**WHAT THE TASK ASKS:** Convert the rows below into a numbered list with one line per item, and omit any blank lines.

Coordinate annotation records
--- BEGIN ---

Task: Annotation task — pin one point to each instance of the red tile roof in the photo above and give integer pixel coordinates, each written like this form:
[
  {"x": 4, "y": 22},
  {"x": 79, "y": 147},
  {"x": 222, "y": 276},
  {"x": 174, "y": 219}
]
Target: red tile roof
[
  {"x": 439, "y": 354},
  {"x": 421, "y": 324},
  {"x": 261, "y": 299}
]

--- END ---

**SOLUTION FOR THIS PROBLEM:**
1. Task: Annotation task — pin one point to each instance of the red tile roof in the photo above and give integer pixel coordinates, each written like this form:
2. [
3.   {"x": 4, "y": 22},
4.   {"x": 79, "y": 147},
5.   {"x": 222, "y": 276},
6.   {"x": 174, "y": 219}
7. ]
8. Target: red tile roof
9. [
10.   {"x": 439, "y": 354},
11.   {"x": 421, "y": 324},
12.   {"x": 261, "y": 299}
13. ]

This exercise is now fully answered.